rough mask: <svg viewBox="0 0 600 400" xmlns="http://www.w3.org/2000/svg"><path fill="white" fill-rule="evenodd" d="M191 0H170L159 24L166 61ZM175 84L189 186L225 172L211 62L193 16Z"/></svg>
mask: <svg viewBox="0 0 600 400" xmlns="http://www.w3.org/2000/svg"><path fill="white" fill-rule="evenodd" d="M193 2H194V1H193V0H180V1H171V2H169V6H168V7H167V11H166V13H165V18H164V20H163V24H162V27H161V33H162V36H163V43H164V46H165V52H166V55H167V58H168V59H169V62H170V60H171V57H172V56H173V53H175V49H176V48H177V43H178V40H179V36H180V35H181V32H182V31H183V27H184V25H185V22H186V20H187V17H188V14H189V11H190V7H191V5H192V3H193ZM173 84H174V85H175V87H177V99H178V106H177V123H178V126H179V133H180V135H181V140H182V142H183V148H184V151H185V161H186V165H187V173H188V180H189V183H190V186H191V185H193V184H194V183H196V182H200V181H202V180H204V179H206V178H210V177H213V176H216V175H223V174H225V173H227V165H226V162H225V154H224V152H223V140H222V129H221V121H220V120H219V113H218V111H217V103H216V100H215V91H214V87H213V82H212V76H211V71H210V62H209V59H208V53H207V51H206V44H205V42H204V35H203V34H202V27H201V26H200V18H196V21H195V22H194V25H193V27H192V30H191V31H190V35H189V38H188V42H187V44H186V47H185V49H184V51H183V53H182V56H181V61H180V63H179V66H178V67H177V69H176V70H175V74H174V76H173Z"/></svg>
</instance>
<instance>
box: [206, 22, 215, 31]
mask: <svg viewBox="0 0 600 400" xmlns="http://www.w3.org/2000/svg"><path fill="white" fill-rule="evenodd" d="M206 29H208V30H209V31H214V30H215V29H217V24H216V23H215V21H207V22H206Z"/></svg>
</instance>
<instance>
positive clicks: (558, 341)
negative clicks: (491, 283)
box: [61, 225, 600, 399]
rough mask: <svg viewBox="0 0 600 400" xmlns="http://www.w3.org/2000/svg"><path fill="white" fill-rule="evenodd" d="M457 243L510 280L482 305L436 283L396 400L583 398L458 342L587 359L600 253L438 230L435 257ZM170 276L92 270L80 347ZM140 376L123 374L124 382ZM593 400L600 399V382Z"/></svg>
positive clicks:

————

Transcreva sem qualquer alteração o trecho que vai da linha que contém "243L510 280L482 305L436" até o fim das linhas acima, incluindo ambas as extremidades.

rough mask: <svg viewBox="0 0 600 400" xmlns="http://www.w3.org/2000/svg"><path fill="white" fill-rule="evenodd" d="M457 243L510 280L482 305L436 283L396 400L583 398L458 342L587 359L600 253L438 230L435 257ZM170 276L92 270L80 347ZM140 376L123 374L124 382ZM593 400L600 399V382Z"/></svg>
positive clicks:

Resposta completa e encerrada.